Source document:

Path Of Exile with an overcharged Wine

It is a proven fact that if you want to play video games, you must in almost all cases go through Windows. And even if great advances have been made in recent years, especially with the arrival of Steam to push publishers to create on other platforms, our dear Linux remains quite a bit backwards.

I had already talked about several native Linux games like Beholder or SteamWorld:Heist (which are real pearls by the way), or even more “modest” games like Dungeon Crawl Stone Soup and Caph. Not so long ago you could count games under Linux with the fingers of your hand (counting in decimal base, I might add).

But the vast majority of games are still confined to Windows, for reasons that sometimes escape me, especially when you see that most game creation software like Unity or Unreal Engine support Linux very well.

So, to overcome this problem there is Wine! Meaning “Wine Is Not an Emulator” by the way. Why isn’t it an emulator? Because it does a lot better than emulating.

Wine is an abstraction layer of Windows calls, and converts them in real time into calls to Linux libraries and functions. For example in a DirectX game, each call to a function in this library will be translated into a corresponding OpenGL call by Wine. This method has the merit of being much more efficient, and less heavy for the machine than having to emulate an entire OS.

It’s been 4 years now that I haven’t touched a Windows system despite my very strong player side, and that I owe to Wine! (And PlayOnLinux I don’t forget! ;))

Path Of Exile

Path Of Exile is an Action-RPG game, or a Hack’n’Slash according to the definition you may have, in a Dark Fantasy universe, all in Free To Play (really). It is a game that took a long time to be developed and suffered for a long time from its technological debt. It is, for example, only recently that DirectX version 11 is supported!

My use of this game is quite intensive, I usually go quite far in the game and I often play with other players which multiplies the number of effects to display on screen. Nevertheless, I always had 2 huge problems with this game, even with my new computer from System 76:

  • DirectX 11 has never worked with Wine, despite the support announced since several versions
  • The game suffers from big slowdowns and falling peaks in the number of frames per second.

Supplied information:

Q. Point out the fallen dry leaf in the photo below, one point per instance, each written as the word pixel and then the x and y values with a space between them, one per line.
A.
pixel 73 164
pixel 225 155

Required work: Reproduce the whole post about running Path Of Exile with Wine, word for word, from its title through the final bullet point.

Task result:
Path Of Exile with an overcharged Wine

It is a proven fact that if you want to play video games, you must in almost all cases go through Windows. And even if great advances have been made in recent years, especially with the arrival of Steam to push publishers to create on other platforms, our dear Linux remains quite a bit backwards.

I had already talked about several native Linux games like Beholder or SteamWorld:Heist (which are real pearls by the way), or even more “modest” games like Dungeon Crawl Stone Soup and Caph. Not so long ago you could count games under Linux with the fingers of your hand (counting in decimal base, I might add).

But the vast majority of games are still confined to Windows, for reasons that sometimes escape me, especially when you see that most game creation software like Unity or Unreal Engine support Linux very well.

So, to overcome this problem there is Wine! Meaning “Wine Is Not an Emulator” by the way. Why isn’t it an emulator? Because it does a lot better than emulating.

Wine is an abstraction layer of Windows calls, and converts them in real time into calls to Linux libraries and functions. For example in a DirectX game, each call to a function in this library will be translated into a corresponding OpenGL call by Wine. This method has the merit of being much more efficient, and less heavy for the machine than having to emulate an entire OS.

It’s been 4 years now that I haven’t touched a Windows system despite my very strong player side, and that I owe to Wine! (And PlayOnLinux I don’t forget! ;))

Path Of Exile

Path Of Exile is an Action-RPG game, or a Hack’n’Slash according to the definition you may have, in a Dark Fantasy universe, all in Free To Play (really). It is a game that took a long time to be developed and suffered for a long time from its technological debt. It is, for example, only recently that DirectX version 11 is supported!

My use of this game is quite intensive, I usually go quite far in the game and I often play with other players which multiplies the number of effects to display on screen. Nevertheless, I always had 2 huge problems with this game, even with my new computer from System 76:

  • DirectX 11 has never worked with Wine, despite the support announced since several versions
  • The game suffers from big slowdowns and falling peaks in the number of frames per second.